WHAT IS ASKED
Tally the lines in the rows below that contain the string "harvester", and reply with that number alone.

··· EXTRACTED MATERIAL

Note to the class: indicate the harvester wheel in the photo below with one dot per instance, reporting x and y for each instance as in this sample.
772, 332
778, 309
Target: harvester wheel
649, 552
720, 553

······
··· EXTRACTED MATERIAL

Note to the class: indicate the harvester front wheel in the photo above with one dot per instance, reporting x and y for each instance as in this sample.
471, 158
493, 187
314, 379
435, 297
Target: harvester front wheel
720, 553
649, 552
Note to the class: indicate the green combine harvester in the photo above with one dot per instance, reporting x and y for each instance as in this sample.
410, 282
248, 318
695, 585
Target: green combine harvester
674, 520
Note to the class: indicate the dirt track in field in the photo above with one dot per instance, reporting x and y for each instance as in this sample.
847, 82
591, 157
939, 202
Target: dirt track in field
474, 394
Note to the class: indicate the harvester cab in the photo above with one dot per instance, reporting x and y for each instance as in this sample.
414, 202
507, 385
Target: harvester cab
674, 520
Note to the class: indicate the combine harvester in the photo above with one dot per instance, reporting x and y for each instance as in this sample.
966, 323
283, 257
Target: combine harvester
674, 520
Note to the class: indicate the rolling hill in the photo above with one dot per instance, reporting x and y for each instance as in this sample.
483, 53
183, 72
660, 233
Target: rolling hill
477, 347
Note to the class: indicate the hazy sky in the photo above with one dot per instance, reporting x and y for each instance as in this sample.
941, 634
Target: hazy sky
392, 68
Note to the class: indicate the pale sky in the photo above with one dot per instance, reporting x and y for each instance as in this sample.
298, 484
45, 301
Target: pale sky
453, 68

······
··· EXTRACTED MATERIAL

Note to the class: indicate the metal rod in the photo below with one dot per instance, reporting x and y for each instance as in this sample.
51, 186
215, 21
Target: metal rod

······

FINISHED EXERCISE
10